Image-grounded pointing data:

- - - - - - -

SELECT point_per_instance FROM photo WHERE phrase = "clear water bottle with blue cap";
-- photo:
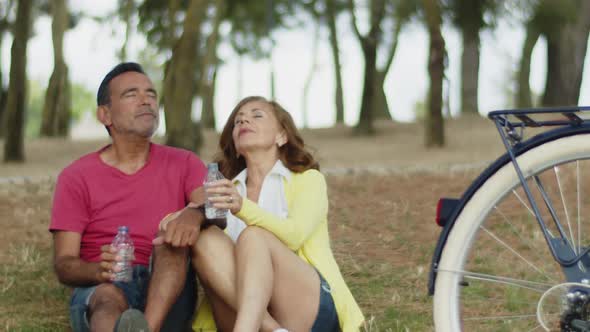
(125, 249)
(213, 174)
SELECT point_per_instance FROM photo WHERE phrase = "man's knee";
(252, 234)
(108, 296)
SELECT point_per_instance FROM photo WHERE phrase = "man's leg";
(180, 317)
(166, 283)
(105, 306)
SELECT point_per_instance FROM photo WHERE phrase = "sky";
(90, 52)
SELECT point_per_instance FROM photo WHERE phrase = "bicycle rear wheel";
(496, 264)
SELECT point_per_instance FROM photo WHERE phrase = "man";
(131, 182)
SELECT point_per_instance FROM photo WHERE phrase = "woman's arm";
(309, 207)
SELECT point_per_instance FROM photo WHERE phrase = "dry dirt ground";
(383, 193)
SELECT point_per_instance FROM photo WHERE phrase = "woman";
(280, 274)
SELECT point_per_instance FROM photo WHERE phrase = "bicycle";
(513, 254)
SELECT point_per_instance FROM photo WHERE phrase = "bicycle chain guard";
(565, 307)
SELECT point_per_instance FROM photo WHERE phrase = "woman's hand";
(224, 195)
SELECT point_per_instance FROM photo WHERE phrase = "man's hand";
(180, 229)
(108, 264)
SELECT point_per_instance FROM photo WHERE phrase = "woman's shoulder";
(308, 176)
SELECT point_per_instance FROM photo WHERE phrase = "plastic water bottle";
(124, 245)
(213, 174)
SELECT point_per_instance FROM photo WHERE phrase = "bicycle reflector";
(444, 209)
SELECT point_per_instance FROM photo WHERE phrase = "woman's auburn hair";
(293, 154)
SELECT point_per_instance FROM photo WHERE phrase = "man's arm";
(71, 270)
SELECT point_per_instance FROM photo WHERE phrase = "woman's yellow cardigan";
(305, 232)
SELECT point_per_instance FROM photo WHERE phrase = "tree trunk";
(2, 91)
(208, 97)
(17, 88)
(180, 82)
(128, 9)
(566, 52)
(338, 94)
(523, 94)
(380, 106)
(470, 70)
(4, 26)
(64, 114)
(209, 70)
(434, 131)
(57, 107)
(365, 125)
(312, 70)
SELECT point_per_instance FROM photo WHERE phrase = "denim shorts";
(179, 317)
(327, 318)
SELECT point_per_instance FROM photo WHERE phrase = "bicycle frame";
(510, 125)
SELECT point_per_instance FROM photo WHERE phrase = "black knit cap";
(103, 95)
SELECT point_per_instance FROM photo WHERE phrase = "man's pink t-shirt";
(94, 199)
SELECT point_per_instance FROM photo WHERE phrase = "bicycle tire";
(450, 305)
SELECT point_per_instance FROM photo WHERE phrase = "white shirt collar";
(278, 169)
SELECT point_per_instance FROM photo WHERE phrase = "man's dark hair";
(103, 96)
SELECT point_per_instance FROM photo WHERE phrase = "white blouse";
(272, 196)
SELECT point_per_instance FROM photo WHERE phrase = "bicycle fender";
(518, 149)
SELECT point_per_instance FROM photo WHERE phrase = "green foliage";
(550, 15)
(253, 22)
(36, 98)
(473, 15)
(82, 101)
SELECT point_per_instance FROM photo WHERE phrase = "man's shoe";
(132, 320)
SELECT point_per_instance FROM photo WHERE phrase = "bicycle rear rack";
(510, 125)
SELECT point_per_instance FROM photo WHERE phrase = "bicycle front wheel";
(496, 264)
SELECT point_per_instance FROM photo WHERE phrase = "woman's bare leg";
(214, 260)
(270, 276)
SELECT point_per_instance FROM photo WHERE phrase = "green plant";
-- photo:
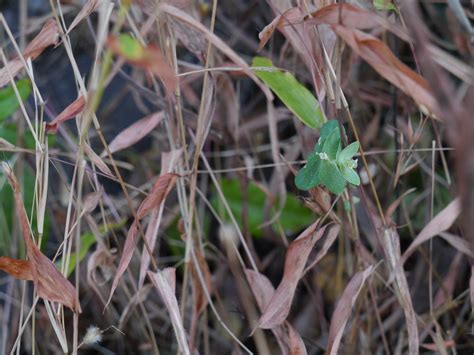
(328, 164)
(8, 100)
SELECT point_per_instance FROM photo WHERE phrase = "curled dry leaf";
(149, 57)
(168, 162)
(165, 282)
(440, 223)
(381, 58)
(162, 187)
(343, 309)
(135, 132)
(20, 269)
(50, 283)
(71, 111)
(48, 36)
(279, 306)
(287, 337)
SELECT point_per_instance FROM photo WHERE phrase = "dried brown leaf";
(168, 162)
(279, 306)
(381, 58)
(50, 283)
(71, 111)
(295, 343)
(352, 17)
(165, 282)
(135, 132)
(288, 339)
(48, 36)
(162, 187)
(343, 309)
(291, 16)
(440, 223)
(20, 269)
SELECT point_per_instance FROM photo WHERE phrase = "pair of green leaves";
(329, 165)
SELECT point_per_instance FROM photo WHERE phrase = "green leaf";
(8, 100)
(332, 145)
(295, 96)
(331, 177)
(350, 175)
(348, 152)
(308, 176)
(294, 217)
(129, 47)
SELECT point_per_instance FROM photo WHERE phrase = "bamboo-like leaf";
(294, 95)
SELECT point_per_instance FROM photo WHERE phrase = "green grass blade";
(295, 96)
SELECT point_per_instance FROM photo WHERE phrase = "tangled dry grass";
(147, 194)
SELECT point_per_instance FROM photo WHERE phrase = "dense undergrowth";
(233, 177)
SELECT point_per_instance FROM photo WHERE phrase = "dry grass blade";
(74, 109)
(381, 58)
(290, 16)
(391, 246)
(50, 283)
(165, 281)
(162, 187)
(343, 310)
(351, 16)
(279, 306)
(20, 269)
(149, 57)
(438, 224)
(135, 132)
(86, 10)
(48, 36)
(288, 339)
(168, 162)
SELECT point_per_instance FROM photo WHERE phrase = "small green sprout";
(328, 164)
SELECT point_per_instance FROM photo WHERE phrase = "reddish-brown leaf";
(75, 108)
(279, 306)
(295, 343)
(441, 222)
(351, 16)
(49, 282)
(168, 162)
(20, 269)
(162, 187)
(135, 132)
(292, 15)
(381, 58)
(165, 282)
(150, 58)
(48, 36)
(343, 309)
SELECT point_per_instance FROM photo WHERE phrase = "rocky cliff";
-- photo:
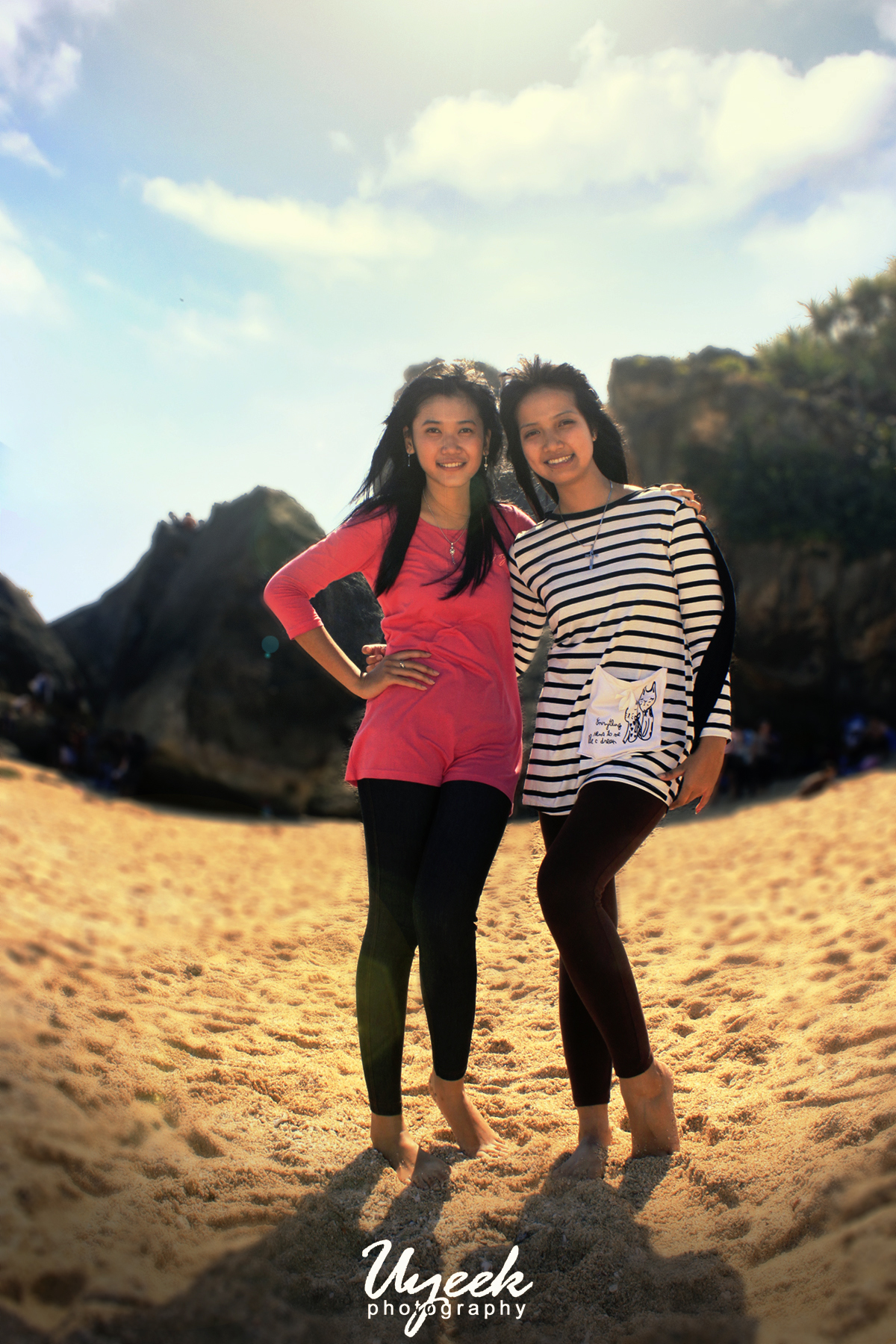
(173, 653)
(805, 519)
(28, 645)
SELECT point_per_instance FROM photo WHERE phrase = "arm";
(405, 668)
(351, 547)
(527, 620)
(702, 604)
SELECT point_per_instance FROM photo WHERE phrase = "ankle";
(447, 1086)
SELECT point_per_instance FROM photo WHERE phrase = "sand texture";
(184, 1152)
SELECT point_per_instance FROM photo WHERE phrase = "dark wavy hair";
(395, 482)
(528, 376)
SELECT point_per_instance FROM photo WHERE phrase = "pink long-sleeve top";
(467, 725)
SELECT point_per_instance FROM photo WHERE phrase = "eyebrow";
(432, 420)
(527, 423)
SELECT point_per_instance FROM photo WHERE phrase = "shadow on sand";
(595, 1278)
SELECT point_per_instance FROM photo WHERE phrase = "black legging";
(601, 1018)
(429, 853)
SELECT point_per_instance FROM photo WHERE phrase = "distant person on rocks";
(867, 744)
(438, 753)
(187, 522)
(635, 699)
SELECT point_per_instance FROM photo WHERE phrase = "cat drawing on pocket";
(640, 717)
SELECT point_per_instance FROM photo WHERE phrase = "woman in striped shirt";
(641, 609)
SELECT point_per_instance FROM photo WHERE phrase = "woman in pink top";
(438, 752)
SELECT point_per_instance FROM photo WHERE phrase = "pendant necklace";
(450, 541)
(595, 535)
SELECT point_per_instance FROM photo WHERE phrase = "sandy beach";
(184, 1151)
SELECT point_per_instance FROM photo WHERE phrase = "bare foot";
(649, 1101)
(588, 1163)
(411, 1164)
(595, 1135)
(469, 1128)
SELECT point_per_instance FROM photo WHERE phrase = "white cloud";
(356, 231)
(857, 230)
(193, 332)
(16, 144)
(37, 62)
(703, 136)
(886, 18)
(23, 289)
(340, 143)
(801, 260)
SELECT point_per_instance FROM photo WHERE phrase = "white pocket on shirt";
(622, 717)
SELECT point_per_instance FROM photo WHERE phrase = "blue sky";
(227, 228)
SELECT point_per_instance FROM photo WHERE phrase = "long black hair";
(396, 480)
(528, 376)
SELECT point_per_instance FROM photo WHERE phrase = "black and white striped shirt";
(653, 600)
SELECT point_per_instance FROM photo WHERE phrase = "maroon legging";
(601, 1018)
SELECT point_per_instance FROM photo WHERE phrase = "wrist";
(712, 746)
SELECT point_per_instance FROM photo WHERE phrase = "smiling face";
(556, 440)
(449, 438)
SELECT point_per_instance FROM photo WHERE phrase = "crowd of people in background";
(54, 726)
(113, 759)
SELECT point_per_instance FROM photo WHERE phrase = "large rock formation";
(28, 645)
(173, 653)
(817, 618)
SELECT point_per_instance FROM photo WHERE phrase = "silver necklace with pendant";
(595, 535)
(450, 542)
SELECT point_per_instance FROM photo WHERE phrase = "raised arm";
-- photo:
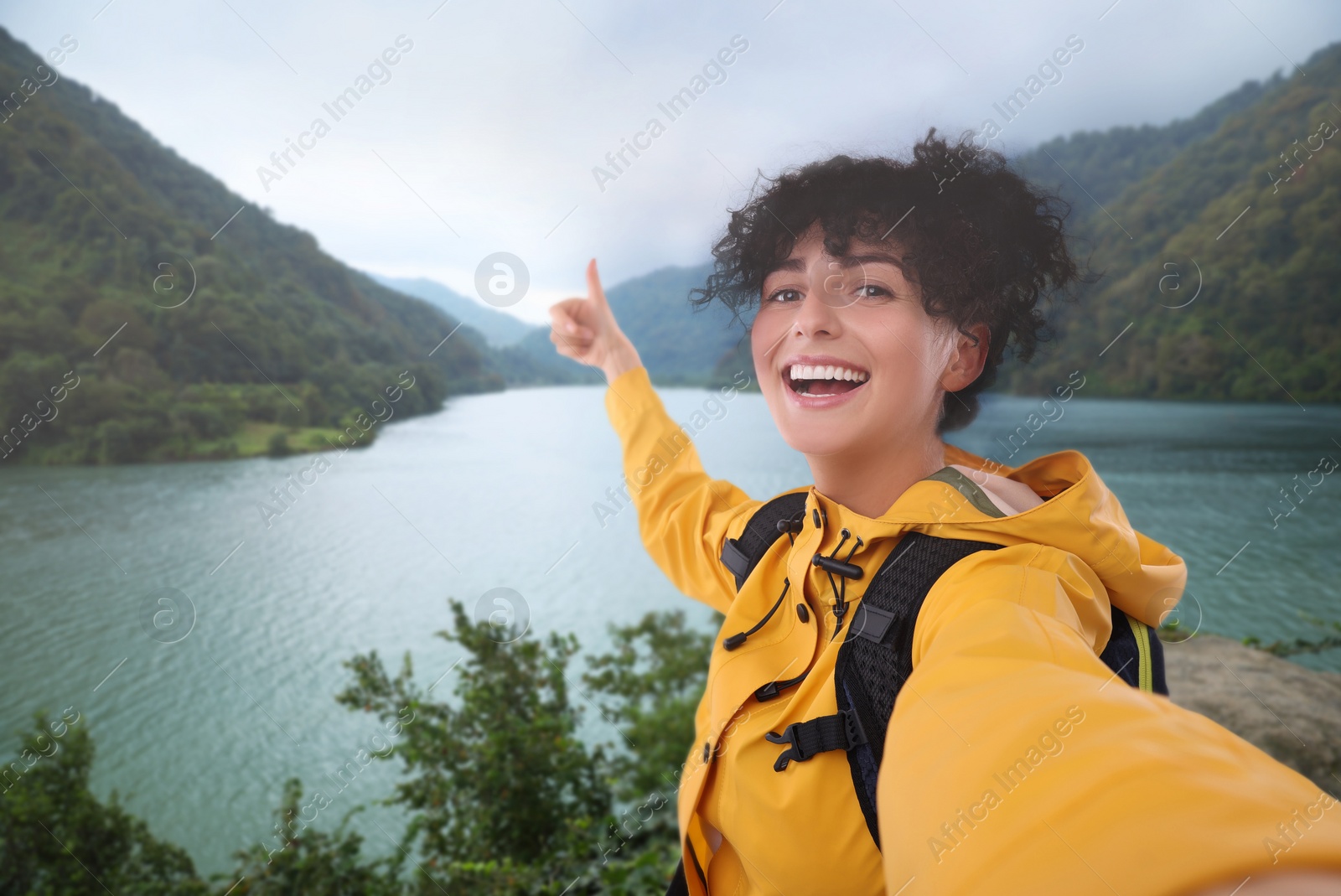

- - - - - - -

- **What the task requires**:
Could you write out, word for word, the lines from the one containing "and white striped" through the last line of the records, leaving out the pictures?

- **Output for this task**:
SELECT point_per_instance FROM photo WHERE phrase = "black and white striped shirt";
(653, 600)
SELECT point_per_instance FROM photo WHERE phrase = "maroon legging";
(601, 1018)
SELECT point_per_instance FROM photo WHERE phrase = "wrist";
(712, 746)
SELECT point_per_instance FROM photo WHERE phrase = "smiling face";
(556, 440)
(449, 438)
SELECT point_per_instance FROM photo WHERE phrase = "crowd of people in background";
(54, 726)
(113, 759)
SELECT point_per_instance FROM photo WHERE phrase = "large rock formation";
(28, 645)
(173, 653)
(817, 618)
SELECT point_per_instance FROM photo WHERE phrase = "silver necklace with pendant";
(595, 535)
(450, 542)
SELECT point_per_instance FROM photo WHERE phrase = "raised arm";
-- photo:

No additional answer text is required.